What you will do
a) Quote the MacBook forecast passage from "Retina MacBook Pro to" to "resolution Retina display.".
b) Render this sentence from the MacBook forecast passage in Spanish: "Apple’s annual developer-centric conference begins on June 10th with a keynote."
c) According to the MacBook forecast passage, what camera upgrade is expected for the Retina MacBook Pro?

Reading passage

......

In a report this morning, one of the better Apple analysts, Ming-Chi Kuo of KGI securities listed his forecast for MacBook Pro and Air updates expected at WWDC. Apple’s annual developer-centric conference begins on June 10th with a keynote. The biggest change is Apple will move to Intel’s Haswell processors. These chips dramatically reduce power consumption, which in turn could allow Apple to need fewer batteries in the Retina MacBook Pros:

We expect the new MacBook, featuring an upgrade to Intel’s (US) Haswell processor, will be in the spotlight for Apple at the upcoming WWDC from June 10. Along with the new processor, we expect the following modifications to each product line:

Retina MacBook Pro to be slimmer slightly, along with a camera upgrade. We expect the 13” Retina MacBook Pro will have a slightly slimmer form factor for increasing its portability. Also, we think the camera spec will be upgraded from HD to full HD. This will improve Facetime and video conference quality in the high resolution Retina display.

......

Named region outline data

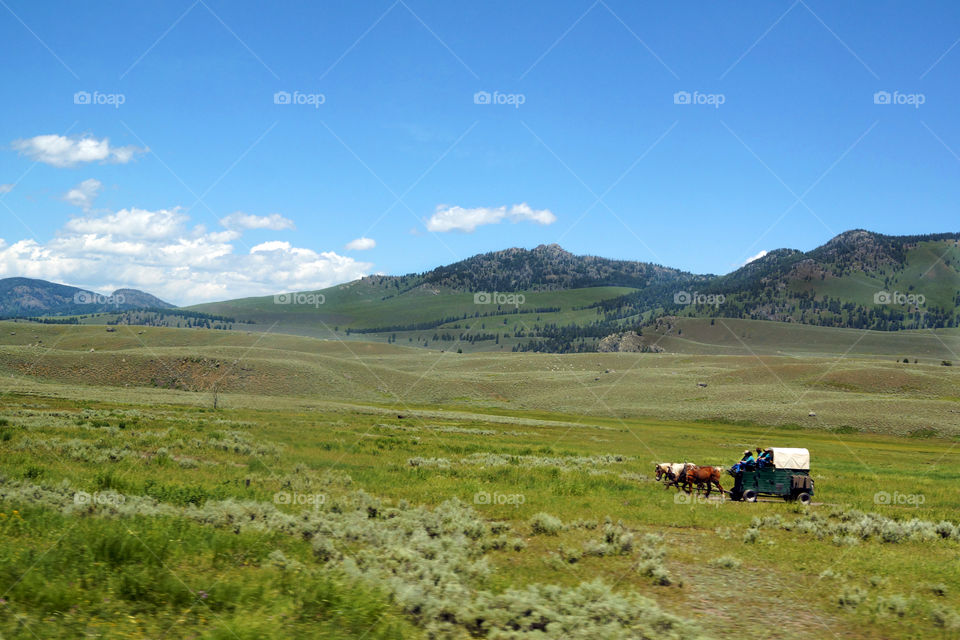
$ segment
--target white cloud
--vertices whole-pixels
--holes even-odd
[[[161,240],[183,234],[186,222],[187,216],[179,207],[157,211],[132,207],[102,216],[73,218],[65,229],[75,234]]]
[[[436,212],[427,220],[429,231],[464,231],[471,233],[477,227],[486,224],[498,224],[503,220],[510,222],[536,222],[537,224],[553,224],[557,216],[548,209],[531,209],[526,202],[511,207],[448,207],[440,205]]]
[[[14,140],[13,149],[31,160],[54,167],[72,167],[81,162],[95,161],[126,164],[136,154],[148,151],[134,146],[111,147],[108,138],[97,140],[89,135],[68,138],[56,134]]]
[[[255,216],[242,211],[237,211],[225,218],[221,218],[220,224],[227,229],[272,229],[273,231],[282,231],[284,229],[296,228],[293,220],[284,218],[279,213],[271,213],[269,216]]]
[[[356,240],[351,240],[347,243],[345,247],[349,251],[366,251],[368,249],[373,249],[377,246],[377,241],[373,238],[357,238]]]
[[[94,291],[132,287],[174,304],[194,304],[322,289],[373,268],[284,240],[238,250],[240,235],[192,225],[179,208],[85,214],[44,244],[0,239],[0,278],[42,278]]]
[[[740,265],[740,266],[743,267],[743,266],[746,266],[746,265],[750,264],[750,263],[753,262],[754,260],[759,260],[760,258],[762,258],[763,256],[767,255],[768,253],[770,253],[770,252],[767,251],[766,249],[764,249],[763,251],[761,251],[761,252],[758,253],[757,255],[752,256],[752,257],[750,257],[750,258],[747,258],[746,261],[745,261],[742,265]]]
[[[262,251],[289,251],[292,247],[289,242],[283,240],[271,240],[270,242],[261,242],[250,249],[250,253],[260,253]]]
[[[63,199],[75,207],[81,207],[84,211],[89,211],[102,188],[103,183],[99,180],[88,178],[63,194]]]

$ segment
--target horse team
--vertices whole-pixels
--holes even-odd
[[[706,487],[708,498],[714,485],[720,495],[723,495],[723,487],[720,485],[723,471],[722,467],[700,467],[689,462],[661,462],[655,468],[657,482],[662,480],[666,488],[676,487],[678,491],[683,489],[690,493],[696,486],[699,493]]]

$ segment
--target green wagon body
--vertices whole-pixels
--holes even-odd
[[[810,502],[813,497],[810,452],[806,449],[774,448],[773,461],[772,466],[754,467],[735,474],[730,497],[747,502],[754,502],[757,496]]]
[[[802,494],[813,497],[813,478],[809,471],[773,467],[740,473],[735,476],[733,488],[730,490],[730,497],[734,500],[756,496],[779,496],[795,500]]]

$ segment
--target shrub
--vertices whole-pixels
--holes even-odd
[[[555,536],[563,529],[563,521],[556,516],[541,511],[530,518],[530,529],[533,535]]]
[[[837,604],[841,609],[856,609],[866,597],[867,592],[862,587],[845,585],[837,595]]]
[[[514,551],[523,551],[527,548],[527,542],[523,538],[513,538],[510,540],[510,548]]]
[[[741,564],[740,559],[734,556],[720,556],[710,561],[710,565],[718,569],[739,569]]]
[[[907,613],[907,599],[901,595],[879,596],[874,604],[879,615],[893,615],[902,618]]]

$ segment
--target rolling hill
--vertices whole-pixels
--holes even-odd
[[[0,318],[67,316],[128,309],[172,309],[173,305],[137,289],[109,296],[33,278],[0,279]]]
[[[957,327],[958,265],[960,234],[848,231],[809,252],[771,251],[722,276],[541,245],[421,274],[191,309],[252,321],[256,330],[316,337],[576,352],[674,316],[876,331]]]

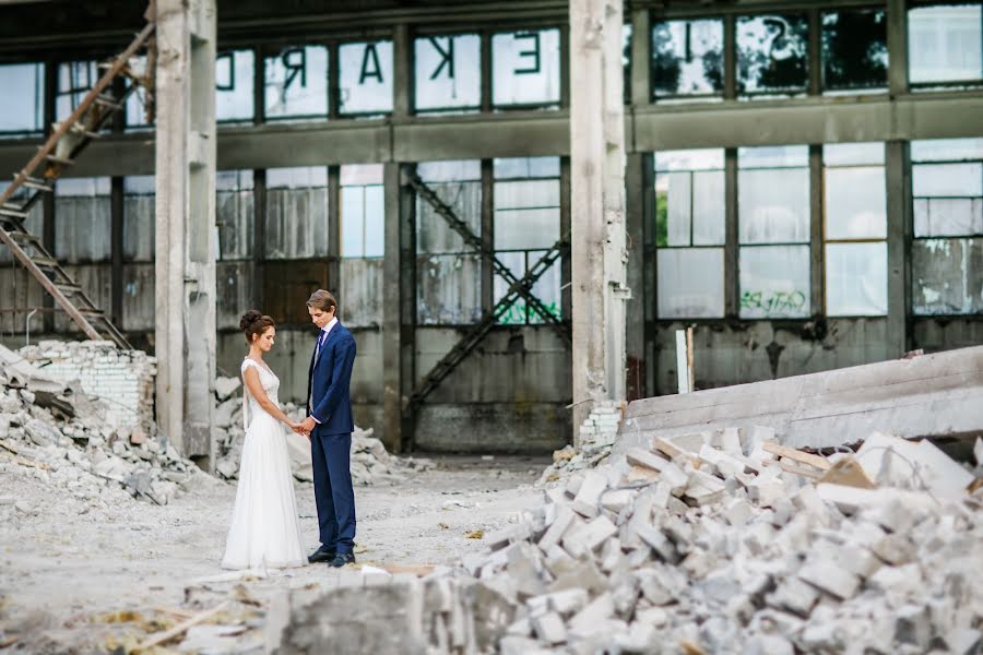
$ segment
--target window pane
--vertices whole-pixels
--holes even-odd
[[[364,257],[365,187],[342,187],[341,194],[341,254],[342,257]]]
[[[437,254],[417,258],[417,322],[474,323],[482,317],[482,258]]]
[[[804,91],[808,21],[801,15],[737,19],[737,88],[743,94]]]
[[[0,132],[40,132],[45,112],[45,67],[40,63],[0,66]]]
[[[723,170],[723,148],[655,153],[655,170]]]
[[[826,169],[826,238],[887,238],[883,166]]]
[[[887,314],[887,243],[826,245],[826,313]]]
[[[328,254],[328,169],[267,171],[267,257],[298,259]]]
[[[809,240],[807,168],[741,170],[737,190],[742,243]]]
[[[337,58],[341,114],[392,111],[392,41],[345,44]]]
[[[471,164],[466,162],[421,164],[417,172],[427,187],[453,210],[458,218],[467,224],[475,236],[481,237],[481,162],[473,163],[477,165],[477,179],[472,175],[475,166]],[[464,179],[454,181],[457,174]],[[471,247],[464,243],[464,239],[450,227],[447,219],[422,198],[416,200],[416,249],[421,253],[471,251]]]
[[[110,257],[109,178],[63,178],[55,184],[55,257],[69,264]]]
[[[822,163],[827,166],[884,164],[884,144],[878,142],[830,143],[822,146]]]
[[[846,10],[822,14],[822,87],[887,85],[887,14]]]
[[[916,237],[983,234],[983,199],[916,198],[914,224]]]
[[[154,261],[156,210],[155,178],[134,175],[123,178],[123,259]]]
[[[477,109],[482,104],[482,38],[427,36],[414,41],[416,108]]]
[[[739,251],[741,317],[809,315],[809,247],[758,246]]]
[[[559,177],[559,157],[508,157],[493,160],[497,180]]]
[[[58,64],[58,90],[55,114],[58,120],[68,118],[88,90],[98,81],[95,61],[66,61]]]
[[[983,79],[983,5],[908,11],[908,70],[912,84]]]
[[[284,48],[265,60],[267,118],[328,116],[328,48]]]
[[[911,259],[914,313],[983,312],[983,239],[919,239]]]
[[[254,66],[252,50],[221,52],[215,58],[216,120],[252,120]]]
[[[911,142],[912,162],[983,159],[983,139],[932,139]]]
[[[559,180],[495,183],[495,249],[550,248],[559,239]]]
[[[653,95],[723,91],[723,21],[666,21],[652,27]]]
[[[220,259],[252,257],[256,223],[252,189],[251,170],[220,170],[215,174]]]
[[[983,164],[919,164],[911,168],[915,198],[983,195]]]
[[[559,29],[494,35],[492,69],[492,96],[496,107],[558,103]]]
[[[723,248],[660,249],[660,319],[723,317]]]

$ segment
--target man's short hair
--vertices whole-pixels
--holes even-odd
[[[331,295],[331,291],[325,291],[324,289],[318,289],[311,294],[310,298],[307,299],[307,306],[321,311],[328,311],[333,308],[334,313],[337,313],[337,301]]]

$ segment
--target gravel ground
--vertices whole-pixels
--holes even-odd
[[[542,493],[531,485],[549,463],[435,462],[434,469],[402,481],[355,489],[359,565],[453,563],[481,549],[482,540],[469,534],[500,528],[537,504]],[[233,484],[194,475],[177,498],[158,507],[133,500],[112,483],[98,501],[79,499],[49,475],[0,462],[0,652],[129,650],[176,622],[180,608],[197,611],[229,593],[258,610],[251,623],[249,617],[237,620],[259,627],[279,590],[315,588],[330,579],[327,567],[315,565],[217,582]],[[313,549],[313,489],[298,483],[296,492],[304,537]]]

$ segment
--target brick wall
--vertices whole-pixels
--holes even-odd
[[[111,342],[42,341],[21,355],[59,381],[78,381],[106,405],[106,422],[153,434],[157,360],[142,350],[120,350]]]

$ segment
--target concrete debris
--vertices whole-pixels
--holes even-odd
[[[380,587],[354,590],[350,600],[331,592],[295,608],[285,634],[330,630],[335,612],[350,630],[379,603],[393,608],[386,623],[374,617],[387,630],[351,628],[379,653],[980,647],[983,586],[972,581],[983,562],[983,491],[966,489],[961,466],[876,436],[867,452],[887,440],[896,452],[932,452],[929,464],[917,476],[872,474],[891,487],[816,485],[762,465],[762,444],[778,449],[741,436],[668,440],[573,474],[469,556],[466,570],[435,571],[393,588],[391,599],[358,597],[370,588],[384,596]],[[831,467],[821,455],[782,456]],[[629,481],[638,468],[651,477]],[[941,480],[943,471],[952,479]],[[441,590],[439,603],[431,588]],[[494,611],[469,604],[476,590],[495,599]]]
[[[108,488],[166,504],[192,477],[204,475],[166,443],[152,420],[141,418],[142,410],[125,412],[87,395],[95,384],[127,405],[132,398],[123,389],[143,383],[137,379],[153,368],[152,358],[104,342],[42,342],[25,352],[51,364],[39,369],[10,350],[0,352],[0,471],[24,467],[52,489],[96,505],[107,498],[116,502],[118,495],[107,496]],[[67,361],[76,356],[84,366],[71,369]],[[108,369],[100,381],[70,373],[109,366],[109,359],[117,373],[130,365],[140,372],[130,381],[129,373]],[[81,379],[81,386],[73,386],[72,379]],[[26,504],[19,503],[17,510],[31,513]]]
[[[624,403],[599,403],[578,430],[576,448],[568,445],[553,453],[553,465],[543,472],[537,485],[556,481],[578,471],[594,468],[611,456],[624,416]]]
[[[218,405],[213,415],[212,430],[218,453],[215,472],[224,479],[234,480],[238,478],[239,474],[239,461],[246,431],[242,428],[242,395],[235,393],[238,386],[234,388],[227,380],[230,378],[222,378],[215,382],[215,396]],[[233,395],[222,398],[222,395],[230,388],[233,391],[229,393]],[[293,420],[304,419],[304,408],[293,403],[286,403],[284,412]],[[287,440],[294,477],[300,481],[312,481],[310,441],[291,432],[286,426],[284,426],[284,438]],[[372,437],[371,428],[363,430],[356,426],[355,432],[352,433],[352,481],[355,485],[366,486],[395,481],[414,471],[425,471],[433,465],[434,463],[427,458],[398,457],[390,454],[382,442]]]

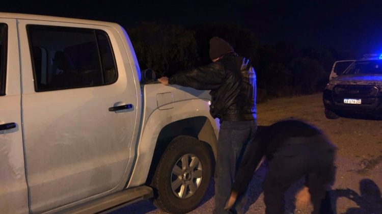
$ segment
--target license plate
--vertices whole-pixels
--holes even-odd
[[[361,99],[343,99],[343,103],[346,104],[361,104]]]

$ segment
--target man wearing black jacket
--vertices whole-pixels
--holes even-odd
[[[158,81],[198,90],[211,90],[210,113],[220,120],[215,168],[214,213],[224,210],[237,166],[257,128],[256,74],[249,60],[237,55],[232,47],[219,38],[210,40],[212,63],[179,72]],[[241,197],[233,211],[242,213],[245,197]]]
[[[297,194],[296,203],[310,199],[313,213],[334,213],[328,191],[334,181],[336,148],[320,130],[293,120],[261,126],[248,149],[235,177],[226,209],[245,192],[255,170],[265,156],[269,161],[263,184],[266,213],[284,213],[284,193],[304,176],[305,187]]]

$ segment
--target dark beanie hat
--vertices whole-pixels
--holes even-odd
[[[222,38],[213,37],[209,40],[209,58],[211,60],[234,51],[232,46]]]

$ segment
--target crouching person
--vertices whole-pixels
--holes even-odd
[[[300,121],[280,121],[259,126],[250,146],[235,177],[226,209],[229,210],[244,193],[265,156],[269,162],[263,183],[266,213],[284,213],[284,194],[304,176],[305,186],[296,195],[296,205],[304,206],[311,201],[312,213],[334,213],[328,191],[335,179],[336,148],[320,130]]]

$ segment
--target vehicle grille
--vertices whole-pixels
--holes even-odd
[[[335,96],[344,98],[375,98],[379,91],[374,86],[339,85],[334,87]]]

......

Expected responses
a)
Retina MacBook Pro to be slimmer slightly, along with a camera upgrade. We expect the 13” Retina MacBook Pro will have a slightly slimmer form factor for increasing its portability. Also, we think the camera spec will be upgraded from HD to full HD. This will improve Facetime and video conference quality in the high resolution Retina display.

b) La conferencia anual de Apple, centrada en los desarrolladores, comienza el 10 de junio con una presentación inaugural.

c) The camera spec is expected to go from HD to full HD.